▸ EXTRAIT DU DOCUMENT:
Au Burkina Faso, beaucoup d’enfants sont abandonnés chaque année. Orphelins de mère ou enfants non désirés, ils se retrouvent à la rue, livrés à eux-mêmes. La pouponnière Den Kanu sauve tous les jours des enfants et bébés de quelques jours à peine d’une mort certaine.
Bobo Dioulasso, capitale économique du Burkina Faso, s’étend à grande vitesse, phagocytant ainsi les petits villages périphériques, les réduisant à l’état de quartier ou « secteur ». Dans l’effervescence des rues, chaque recoin semble être habité. Hommes, femmes et enfants s’agitent entre les étals et les petits kiosques, soulevant dans leur sillage quotidien des nuages de poussière. A l’écart d’une route principale, au bout d’une piste chaotique, nul ne peut s’imaginer que derrière un haut portail gris des enfants sont sauvés tous les jours.
La pauvreté et la misère sociale poussent à l’abandon
« Nous ne voulons plus parler d’enfants abandonnés mais d’enfants trouvés », souligne sœur Marie-Bienvenue. Un ineffaçable sourire laissant entrevoir ses dents de la chance illumine le visage de la jeune religieuse. Professeur à l’école maternelle du quartier dans la journée, elle regagne la pouponnière Den Kanu à la fin de la classe. Depuis 1997, ce centre accueille quarante enfants âgés de quelques jours à dix ans. Tous sont orphelins de mère ou ont été trouvés dans la rue, devant les églises ou les mosquées, dans la brousse…
L’orphelinat Den Kanu travaille de pair avec l’action sociale, qui dépend du Ministère de la Femme, de la Solidarité Nationale et de la Famille. En 2007, le Ministère de l’action sociale et de la solidarité internationale soulignait le fait que « la fragilisation des familles, la persistance de la pauvreté et de la pandémie du VIH-SIDA ainsi que les crises multiformes contribuent à l’accroissement du nombre des orphelins et autres enfants vulnérables tels que ceux vivant dans la rue, ceux maltraités, ceux abandonnés, les enfants mendiants, etc. […] Le nombre d’enfants concerné par ce phénomène a été estimé à 2 100 000 en 2003 selon une étude conjointe du Ministère de l’action sociale et de la solidarité nationale et le PNUD. »

▸ LIGNES D'ENTRÉE:
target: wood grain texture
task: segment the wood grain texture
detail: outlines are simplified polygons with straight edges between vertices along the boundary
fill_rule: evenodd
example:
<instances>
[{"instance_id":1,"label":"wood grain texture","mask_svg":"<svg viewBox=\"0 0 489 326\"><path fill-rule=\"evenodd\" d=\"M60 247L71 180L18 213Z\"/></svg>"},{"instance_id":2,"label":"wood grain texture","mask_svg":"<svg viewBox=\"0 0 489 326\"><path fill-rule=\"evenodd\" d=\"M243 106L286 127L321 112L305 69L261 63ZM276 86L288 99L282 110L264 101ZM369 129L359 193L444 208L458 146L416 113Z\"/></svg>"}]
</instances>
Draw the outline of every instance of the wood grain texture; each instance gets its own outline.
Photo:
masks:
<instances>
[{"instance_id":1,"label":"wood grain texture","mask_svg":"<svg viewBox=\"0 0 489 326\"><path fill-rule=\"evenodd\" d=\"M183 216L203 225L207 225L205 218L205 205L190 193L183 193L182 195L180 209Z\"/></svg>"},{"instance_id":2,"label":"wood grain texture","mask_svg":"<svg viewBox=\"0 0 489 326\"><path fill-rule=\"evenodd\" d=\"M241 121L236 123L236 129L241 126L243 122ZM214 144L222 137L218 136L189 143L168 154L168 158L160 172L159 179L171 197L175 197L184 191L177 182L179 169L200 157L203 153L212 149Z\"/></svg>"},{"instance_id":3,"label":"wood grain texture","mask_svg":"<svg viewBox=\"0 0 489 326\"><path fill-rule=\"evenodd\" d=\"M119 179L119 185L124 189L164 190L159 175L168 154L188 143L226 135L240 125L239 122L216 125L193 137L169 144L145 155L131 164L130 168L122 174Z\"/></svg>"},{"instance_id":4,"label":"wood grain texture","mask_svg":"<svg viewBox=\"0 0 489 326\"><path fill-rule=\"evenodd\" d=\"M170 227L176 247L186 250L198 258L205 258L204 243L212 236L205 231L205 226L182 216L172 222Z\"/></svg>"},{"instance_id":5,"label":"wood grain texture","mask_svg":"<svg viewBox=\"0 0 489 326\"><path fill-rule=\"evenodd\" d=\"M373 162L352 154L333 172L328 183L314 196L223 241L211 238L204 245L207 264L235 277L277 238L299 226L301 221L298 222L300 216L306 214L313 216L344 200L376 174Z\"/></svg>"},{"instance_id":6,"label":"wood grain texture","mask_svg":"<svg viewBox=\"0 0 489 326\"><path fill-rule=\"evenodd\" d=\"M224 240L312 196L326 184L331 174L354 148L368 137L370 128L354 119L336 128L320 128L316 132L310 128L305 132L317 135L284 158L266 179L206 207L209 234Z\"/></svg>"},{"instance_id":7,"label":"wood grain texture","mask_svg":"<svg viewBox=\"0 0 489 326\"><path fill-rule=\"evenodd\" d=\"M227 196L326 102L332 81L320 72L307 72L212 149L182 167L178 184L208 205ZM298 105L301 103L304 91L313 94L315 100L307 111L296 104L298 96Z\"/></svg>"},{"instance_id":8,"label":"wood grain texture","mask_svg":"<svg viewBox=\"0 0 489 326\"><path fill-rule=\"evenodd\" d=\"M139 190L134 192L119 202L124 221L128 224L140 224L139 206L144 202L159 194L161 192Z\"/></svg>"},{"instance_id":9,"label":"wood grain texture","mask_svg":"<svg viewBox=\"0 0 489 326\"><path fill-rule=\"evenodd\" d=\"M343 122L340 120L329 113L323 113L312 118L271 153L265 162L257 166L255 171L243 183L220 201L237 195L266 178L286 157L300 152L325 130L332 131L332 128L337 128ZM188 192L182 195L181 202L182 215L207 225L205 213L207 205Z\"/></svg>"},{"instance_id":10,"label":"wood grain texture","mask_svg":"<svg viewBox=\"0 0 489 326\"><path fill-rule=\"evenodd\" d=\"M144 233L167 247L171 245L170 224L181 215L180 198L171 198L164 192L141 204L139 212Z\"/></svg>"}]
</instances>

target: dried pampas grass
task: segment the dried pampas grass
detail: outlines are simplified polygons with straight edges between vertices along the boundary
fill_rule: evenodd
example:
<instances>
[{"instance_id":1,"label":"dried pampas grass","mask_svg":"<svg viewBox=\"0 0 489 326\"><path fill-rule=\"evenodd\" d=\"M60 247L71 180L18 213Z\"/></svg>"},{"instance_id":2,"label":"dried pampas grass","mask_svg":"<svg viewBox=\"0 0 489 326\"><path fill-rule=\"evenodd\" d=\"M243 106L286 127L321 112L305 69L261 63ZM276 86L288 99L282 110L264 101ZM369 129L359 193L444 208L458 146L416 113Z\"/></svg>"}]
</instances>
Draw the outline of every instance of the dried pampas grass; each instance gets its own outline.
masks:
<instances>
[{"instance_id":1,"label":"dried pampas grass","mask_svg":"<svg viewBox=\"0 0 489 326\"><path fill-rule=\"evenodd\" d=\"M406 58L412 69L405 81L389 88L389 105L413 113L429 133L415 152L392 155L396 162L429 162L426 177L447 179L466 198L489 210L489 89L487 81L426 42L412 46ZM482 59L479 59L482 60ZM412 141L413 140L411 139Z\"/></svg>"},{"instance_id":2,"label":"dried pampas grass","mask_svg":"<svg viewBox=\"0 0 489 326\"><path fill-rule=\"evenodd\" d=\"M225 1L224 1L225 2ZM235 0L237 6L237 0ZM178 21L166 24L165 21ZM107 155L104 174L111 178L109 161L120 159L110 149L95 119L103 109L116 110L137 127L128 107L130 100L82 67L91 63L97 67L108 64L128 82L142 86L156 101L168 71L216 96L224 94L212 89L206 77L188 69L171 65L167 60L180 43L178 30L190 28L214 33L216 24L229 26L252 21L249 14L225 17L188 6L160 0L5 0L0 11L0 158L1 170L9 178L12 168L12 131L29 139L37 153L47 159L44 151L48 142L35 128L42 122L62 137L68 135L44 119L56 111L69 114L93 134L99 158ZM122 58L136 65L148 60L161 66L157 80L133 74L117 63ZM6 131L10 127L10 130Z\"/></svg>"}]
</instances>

▸ LISTE DES TÂCHES:
A. Résumez l'extrait en deux phrases.
B. Combien de lignes des enregistrements contiennent la chaîne « Draw », en tenant compte de la casse ? Donnez seulement le nombre.

▸ SOLUTIONS DÉTAILLÉES:
A. Au Burkina Faso, beaucoup d'enfants, orphelins de mère ou non désirés, sont abandonnés chaque année, et la pouponnière Den Kanu, à Bobo Dioulasso, accueille depuis 1997 quarante enfants âgés de quelques jours à dix ans. Le centre travaille avec l'action sociale, et un ministère soulignait en 2007 que la fragilisation des familles, la pauvreté, la pandémie du VIH-SIDA et des crises multiformes accroissent le nombre d'orphelins et d'enfants vulnérables.

B. 2